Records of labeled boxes
'''

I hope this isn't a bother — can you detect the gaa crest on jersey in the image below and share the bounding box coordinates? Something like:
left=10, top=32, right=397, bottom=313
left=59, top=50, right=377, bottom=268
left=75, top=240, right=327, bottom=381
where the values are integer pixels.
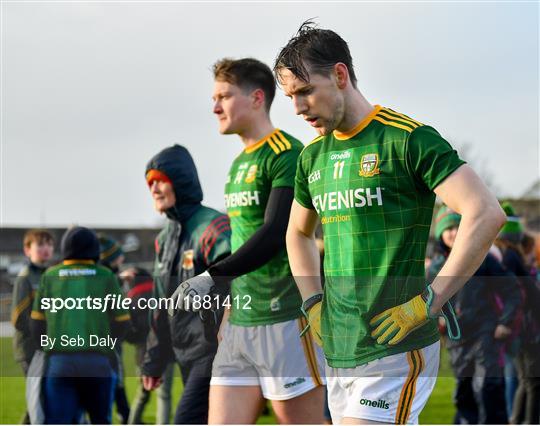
left=245, top=164, right=257, bottom=183
left=182, top=250, right=194, bottom=270
left=358, top=154, right=381, bottom=177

'''

_TASK GOAL_
Write out all of the data above again, with "jersey" replaced by "shirt" and nothing else changed. Leave out the pictures.

_EXERCISE ANSWER_
I hope this isn't a bother — can you detect the gaa crest on shirt in the image below and share the bounding box coordinates? Something like:
left=10, top=32, right=397, bottom=313
left=59, top=50, right=377, bottom=268
left=75, top=240, right=327, bottom=381
where the values are integer pixels.
left=245, top=164, right=257, bottom=183
left=182, top=250, right=194, bottom=270
left=358, top=154, right=381, bottom=177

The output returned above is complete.